WHAT THE EXERCISE ASKS:
Give every numbered section heading in the passage on Iolite's U-Th-Pb DRS, including its number.

PASSAGE GIVEN:
□ □ □
B2.4. Calculation of Error Correlations
 The calculation of error correlations in Iolite's U-Th-Pb DRS is simple, but is also arguably the most accurate method, as it employs all available information (in contrast, for example, to some arithmetic approximations). To calculate the correlation in the uncertainty of two ratios (e.g., 206Pb/238U versus 207Pb/235U), a built in Igor Pro function called “StatsCorrelation” is employed. The function takes all data points within the relevant time period (e.g., an analysis of a sample unknown) and tests whether any correlation exists in the variation of the ratios. If the data points are visualized as an X-Y diagram of the two ratios of interest, the function is testing whether the distribution of the data is random (this would appear as a “shotgun” plot, with the data points scattered evenly in all directions), or whether the data cloud forms an ellipse (indicating correlation in the scatter of the two ratios). The ellipse will become more elongate as the degree of correlation between the ratios increases, and will slope diagonally upward if the correction is positive (as is normally the case), or diagonally downward if the correlation is negative.
B3. Summary of the Programming Code
 The following description is intended to assist the avid reader in understanding the U-Th-Pb DRS. The entire programming code is easily accessible from within Iolite, simply select “Edit the active DRS” from the “Iolite” menu after selecting the U-Pb method in the main control window. Igor Pro colors the programming text to enhance readability, right clicking on any function will also allow the user to view associated help files (for built in functions), or to skip to a user function. Note however that the underlying programming code of the Iolite platform is encrypted, as such some of the functions used in the DRS are not available for viewing by the user.
 The below description refers to the current copy of the “U_Pb_Geochronology” DRS programming code. Please bear in mind that it is likely to evolve with time, so the attached notes should be used only as a guide. To make use of the page number references, simply copy and paste the programming code from Iolite into a blank Microsoft Word document.
B3.1. Page 1: Top
 The first half of this page contains features that are common to all Iolite DRSs, including definition and default settings of parameters to be editable within the “Edit settings” window, and a version number for the DRS.
B3.2. Page 1: “Function RunActiveDRS()”
 This is the beginning of the DRS. References are made to the global variables and strings defined in the header of the file. The curve fitting names provided in the user interface are shortened for convenience.
B3.2.1. Page 1: “//Do we have a baseline_1 spline…”
 The DRS checks if a baseline spline exists for the index channel (this can be set in the “Edit settings” window). If no baseline exists the execution of the DRS will halt, with a message to the user stating that no baseline spline was found.
 If a baseline is present, the DRS will reference global strings containing lists of inputs (this list is populated during import of data), intermediates (empty) and outputs (empty).
□ □ □
Source data:

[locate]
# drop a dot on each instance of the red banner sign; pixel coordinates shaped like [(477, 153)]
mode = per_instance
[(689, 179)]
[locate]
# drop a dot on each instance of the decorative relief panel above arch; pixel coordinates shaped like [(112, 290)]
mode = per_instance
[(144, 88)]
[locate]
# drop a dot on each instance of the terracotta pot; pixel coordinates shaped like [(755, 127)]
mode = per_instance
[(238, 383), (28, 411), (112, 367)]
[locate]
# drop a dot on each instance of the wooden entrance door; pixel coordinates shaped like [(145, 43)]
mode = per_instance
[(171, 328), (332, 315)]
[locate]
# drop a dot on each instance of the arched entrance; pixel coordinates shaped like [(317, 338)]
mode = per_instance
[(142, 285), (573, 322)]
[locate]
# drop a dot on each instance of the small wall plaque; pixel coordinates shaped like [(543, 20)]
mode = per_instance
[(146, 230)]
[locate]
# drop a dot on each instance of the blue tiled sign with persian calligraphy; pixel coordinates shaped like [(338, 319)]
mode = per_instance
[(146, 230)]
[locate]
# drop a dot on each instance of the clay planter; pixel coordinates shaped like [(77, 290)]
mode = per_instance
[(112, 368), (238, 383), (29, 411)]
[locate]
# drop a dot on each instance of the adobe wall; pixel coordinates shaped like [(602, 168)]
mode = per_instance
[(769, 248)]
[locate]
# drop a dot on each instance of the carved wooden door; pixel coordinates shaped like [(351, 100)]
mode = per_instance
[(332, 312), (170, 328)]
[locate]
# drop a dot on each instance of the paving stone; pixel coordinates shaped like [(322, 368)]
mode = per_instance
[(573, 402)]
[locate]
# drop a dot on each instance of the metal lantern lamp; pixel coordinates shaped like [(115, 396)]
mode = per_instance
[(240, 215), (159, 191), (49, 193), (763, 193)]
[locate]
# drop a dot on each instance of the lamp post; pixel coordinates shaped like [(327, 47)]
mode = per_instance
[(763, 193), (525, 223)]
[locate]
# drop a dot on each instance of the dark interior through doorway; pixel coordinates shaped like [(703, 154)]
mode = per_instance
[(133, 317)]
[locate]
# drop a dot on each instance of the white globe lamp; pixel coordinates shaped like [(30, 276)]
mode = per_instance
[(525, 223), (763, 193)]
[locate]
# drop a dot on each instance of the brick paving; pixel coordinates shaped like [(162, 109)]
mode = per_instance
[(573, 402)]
□ □ □
RESULT:
B2.4. Calculation of Error Correlations
B3. Summary of the Programming Code
B3.1. Page 1: Top
B3.2. Page 1: "Function RunActiveDRS()"
B3.2.1. Page 1: "//Do we have a baseline_1 spline…"